*YOUR TASK*.
Please keep only the lines below that contain the string "Pick", treating uppercase and lowercase letters as different.

*RECORDS FOR THE EXERCISE*.
>> BEGIN

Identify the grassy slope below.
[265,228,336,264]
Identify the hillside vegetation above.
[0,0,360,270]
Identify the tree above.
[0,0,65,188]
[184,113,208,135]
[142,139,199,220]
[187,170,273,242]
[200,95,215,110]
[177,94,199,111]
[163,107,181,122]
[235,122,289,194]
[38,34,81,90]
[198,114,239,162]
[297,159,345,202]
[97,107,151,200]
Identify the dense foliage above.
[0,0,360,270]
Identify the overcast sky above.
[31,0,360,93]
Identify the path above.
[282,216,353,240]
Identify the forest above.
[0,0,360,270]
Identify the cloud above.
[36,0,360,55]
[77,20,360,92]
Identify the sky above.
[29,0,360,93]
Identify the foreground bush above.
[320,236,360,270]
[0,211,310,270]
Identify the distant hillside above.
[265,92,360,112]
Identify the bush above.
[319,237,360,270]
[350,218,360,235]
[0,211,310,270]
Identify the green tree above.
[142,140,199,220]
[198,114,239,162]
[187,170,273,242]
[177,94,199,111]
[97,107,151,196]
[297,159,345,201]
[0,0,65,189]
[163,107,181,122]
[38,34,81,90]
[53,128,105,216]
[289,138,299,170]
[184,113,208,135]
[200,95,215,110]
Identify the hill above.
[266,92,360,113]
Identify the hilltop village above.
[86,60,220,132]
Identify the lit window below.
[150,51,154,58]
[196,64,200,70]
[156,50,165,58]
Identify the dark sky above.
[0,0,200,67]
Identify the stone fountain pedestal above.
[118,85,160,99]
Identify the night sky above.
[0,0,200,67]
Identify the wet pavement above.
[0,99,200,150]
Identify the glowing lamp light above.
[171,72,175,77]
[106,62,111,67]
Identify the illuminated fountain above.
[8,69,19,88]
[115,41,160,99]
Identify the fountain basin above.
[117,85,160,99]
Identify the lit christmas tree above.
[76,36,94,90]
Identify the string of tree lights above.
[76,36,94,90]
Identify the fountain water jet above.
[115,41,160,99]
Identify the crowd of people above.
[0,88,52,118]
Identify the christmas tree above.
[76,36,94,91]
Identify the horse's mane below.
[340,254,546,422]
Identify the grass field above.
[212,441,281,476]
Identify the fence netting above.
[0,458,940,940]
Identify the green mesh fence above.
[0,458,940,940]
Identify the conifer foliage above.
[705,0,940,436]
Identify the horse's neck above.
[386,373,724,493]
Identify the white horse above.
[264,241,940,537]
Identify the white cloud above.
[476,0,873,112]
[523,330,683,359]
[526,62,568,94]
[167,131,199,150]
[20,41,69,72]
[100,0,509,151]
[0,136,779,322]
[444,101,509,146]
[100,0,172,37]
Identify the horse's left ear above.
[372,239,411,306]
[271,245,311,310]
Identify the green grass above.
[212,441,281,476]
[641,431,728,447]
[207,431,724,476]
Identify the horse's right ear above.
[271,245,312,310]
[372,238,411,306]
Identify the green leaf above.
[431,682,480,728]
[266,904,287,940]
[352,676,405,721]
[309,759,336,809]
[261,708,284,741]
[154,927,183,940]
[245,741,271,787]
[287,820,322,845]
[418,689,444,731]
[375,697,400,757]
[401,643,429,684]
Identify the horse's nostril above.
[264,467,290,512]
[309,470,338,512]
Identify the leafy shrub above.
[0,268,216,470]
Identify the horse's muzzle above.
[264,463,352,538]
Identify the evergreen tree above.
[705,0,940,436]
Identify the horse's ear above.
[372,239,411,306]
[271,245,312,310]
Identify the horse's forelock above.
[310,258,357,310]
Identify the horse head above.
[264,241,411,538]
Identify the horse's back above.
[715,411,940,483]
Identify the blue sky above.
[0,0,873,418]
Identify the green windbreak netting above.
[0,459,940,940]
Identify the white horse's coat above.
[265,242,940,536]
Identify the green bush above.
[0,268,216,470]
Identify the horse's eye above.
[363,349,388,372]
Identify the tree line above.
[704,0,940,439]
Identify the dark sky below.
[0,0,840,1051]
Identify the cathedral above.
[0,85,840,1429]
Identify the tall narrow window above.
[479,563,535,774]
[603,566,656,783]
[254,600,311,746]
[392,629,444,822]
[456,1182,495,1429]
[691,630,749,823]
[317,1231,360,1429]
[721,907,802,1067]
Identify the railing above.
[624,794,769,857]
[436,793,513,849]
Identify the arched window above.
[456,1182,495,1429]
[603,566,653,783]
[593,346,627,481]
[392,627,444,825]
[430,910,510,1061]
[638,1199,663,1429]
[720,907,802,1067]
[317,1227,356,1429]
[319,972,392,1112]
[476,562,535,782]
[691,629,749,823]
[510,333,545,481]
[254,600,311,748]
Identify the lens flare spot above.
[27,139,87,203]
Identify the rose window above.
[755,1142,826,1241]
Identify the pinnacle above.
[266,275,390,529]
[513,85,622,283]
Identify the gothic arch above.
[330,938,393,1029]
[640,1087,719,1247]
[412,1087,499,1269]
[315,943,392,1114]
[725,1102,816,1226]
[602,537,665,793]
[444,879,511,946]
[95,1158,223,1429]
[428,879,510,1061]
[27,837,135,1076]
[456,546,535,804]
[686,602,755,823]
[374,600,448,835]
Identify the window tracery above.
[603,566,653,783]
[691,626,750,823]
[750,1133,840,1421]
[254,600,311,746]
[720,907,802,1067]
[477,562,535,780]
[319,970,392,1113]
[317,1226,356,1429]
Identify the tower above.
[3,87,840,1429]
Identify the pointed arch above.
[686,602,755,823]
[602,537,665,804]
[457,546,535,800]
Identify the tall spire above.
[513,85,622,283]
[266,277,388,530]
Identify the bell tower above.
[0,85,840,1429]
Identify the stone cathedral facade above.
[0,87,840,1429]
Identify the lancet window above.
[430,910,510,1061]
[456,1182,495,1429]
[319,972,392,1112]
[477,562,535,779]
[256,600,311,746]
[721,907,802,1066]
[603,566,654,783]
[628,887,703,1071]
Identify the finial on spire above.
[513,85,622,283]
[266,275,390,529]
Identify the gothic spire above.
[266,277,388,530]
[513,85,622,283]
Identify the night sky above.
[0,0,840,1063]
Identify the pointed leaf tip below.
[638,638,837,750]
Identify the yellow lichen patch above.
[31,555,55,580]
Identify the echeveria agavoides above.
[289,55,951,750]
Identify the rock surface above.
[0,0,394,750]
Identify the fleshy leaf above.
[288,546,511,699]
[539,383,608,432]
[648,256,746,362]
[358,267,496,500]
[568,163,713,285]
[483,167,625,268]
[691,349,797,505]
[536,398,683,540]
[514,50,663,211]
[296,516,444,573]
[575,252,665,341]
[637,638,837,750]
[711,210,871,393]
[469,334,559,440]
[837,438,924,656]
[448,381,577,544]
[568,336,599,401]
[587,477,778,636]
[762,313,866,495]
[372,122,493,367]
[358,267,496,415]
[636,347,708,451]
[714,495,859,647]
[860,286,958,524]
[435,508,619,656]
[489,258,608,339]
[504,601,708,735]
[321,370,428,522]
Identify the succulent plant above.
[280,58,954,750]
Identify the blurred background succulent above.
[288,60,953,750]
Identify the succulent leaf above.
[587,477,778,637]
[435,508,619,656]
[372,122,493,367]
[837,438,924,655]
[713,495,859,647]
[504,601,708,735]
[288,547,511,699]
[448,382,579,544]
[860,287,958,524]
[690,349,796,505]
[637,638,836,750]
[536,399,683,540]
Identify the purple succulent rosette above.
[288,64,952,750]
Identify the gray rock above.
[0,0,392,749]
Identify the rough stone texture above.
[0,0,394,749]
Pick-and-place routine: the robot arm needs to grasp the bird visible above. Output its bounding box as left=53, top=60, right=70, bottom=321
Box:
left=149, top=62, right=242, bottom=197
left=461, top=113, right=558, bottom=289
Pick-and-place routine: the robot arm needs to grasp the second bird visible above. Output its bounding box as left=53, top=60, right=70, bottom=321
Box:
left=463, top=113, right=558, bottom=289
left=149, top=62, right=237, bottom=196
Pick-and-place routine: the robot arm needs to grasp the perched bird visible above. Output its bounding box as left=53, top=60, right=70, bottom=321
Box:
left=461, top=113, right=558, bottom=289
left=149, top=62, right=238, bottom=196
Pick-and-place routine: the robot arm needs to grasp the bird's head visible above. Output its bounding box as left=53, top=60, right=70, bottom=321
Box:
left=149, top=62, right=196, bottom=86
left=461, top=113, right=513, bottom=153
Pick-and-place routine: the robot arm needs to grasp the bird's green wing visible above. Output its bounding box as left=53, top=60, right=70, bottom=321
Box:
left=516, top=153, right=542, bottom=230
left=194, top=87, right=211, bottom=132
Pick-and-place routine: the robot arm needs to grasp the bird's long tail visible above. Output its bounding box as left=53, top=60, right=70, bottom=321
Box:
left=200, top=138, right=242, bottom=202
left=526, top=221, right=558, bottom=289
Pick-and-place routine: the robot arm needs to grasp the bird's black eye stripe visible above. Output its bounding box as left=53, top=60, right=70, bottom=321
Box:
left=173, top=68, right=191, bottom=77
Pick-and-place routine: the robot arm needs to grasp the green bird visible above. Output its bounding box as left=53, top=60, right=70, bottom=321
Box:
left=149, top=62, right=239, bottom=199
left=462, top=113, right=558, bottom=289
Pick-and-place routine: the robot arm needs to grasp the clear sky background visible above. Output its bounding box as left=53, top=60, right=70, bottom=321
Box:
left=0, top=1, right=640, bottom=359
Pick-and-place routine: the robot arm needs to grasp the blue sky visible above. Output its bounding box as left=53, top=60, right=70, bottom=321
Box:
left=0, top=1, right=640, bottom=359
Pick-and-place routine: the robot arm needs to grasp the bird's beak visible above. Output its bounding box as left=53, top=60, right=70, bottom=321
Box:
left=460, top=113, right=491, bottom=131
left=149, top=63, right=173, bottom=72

>> END

*EXERCISE RESPONSE*.
Pick-and-place routine: the robot arm needs to grasp the bird visible above. Output its bounding box as left=53, top=60, right=70, bottom=321
Pick-and-place routine: the robot arm needs to grasp the second bird visible above. Output its bounding box as left=53, top=60, right=70, bottom=321
Pick-and-place routine: the robot arm needs to grasp the perched bird visible above. Output its bounding box as left=53, top=60, right=70, bottom=321
Pick-and-place routine: the robot arm needs to grasp the bird's head visible above. Output its bounding box as left=53, top=60, right=70, bottom=321
Pick-and-place routine: the robot arm needs to grasp the bird's green wing visible above. Output its bounding box as left=53, top=60, right=70, bottom=321
Pick-and-place routine: the robot arm needs to grasp the bird's long tail visible above. Output its bounding box as left=53, top=60, right=70, bottom=321
Pick-and-place routine: the robot arm needs to grasp the bird's black eye stripe visible above. Output its bounding box as left=53, top=60, right=70, bottom=321
Pick-and-place routine: the robot arm needs to grasp the green bird visible above. Output its bounding box as left=53, top=60, right=70, bottom=321
Pick-and-place routine: the robot arm needs to grasp the clear sky background visible above. Output its bounding box as left=53, top=60, right=70, bottom=321
Pick-and-place routine: the robot arm needs to grasp the blue sky visible above. Output its bounding box as left=53, top=60, right=70, bottom=321
Pick-and-place routine: the robot arm needs to grasp the bird's beak visible above. Output its bounding box as left=53, top=60, right=70, bottom=321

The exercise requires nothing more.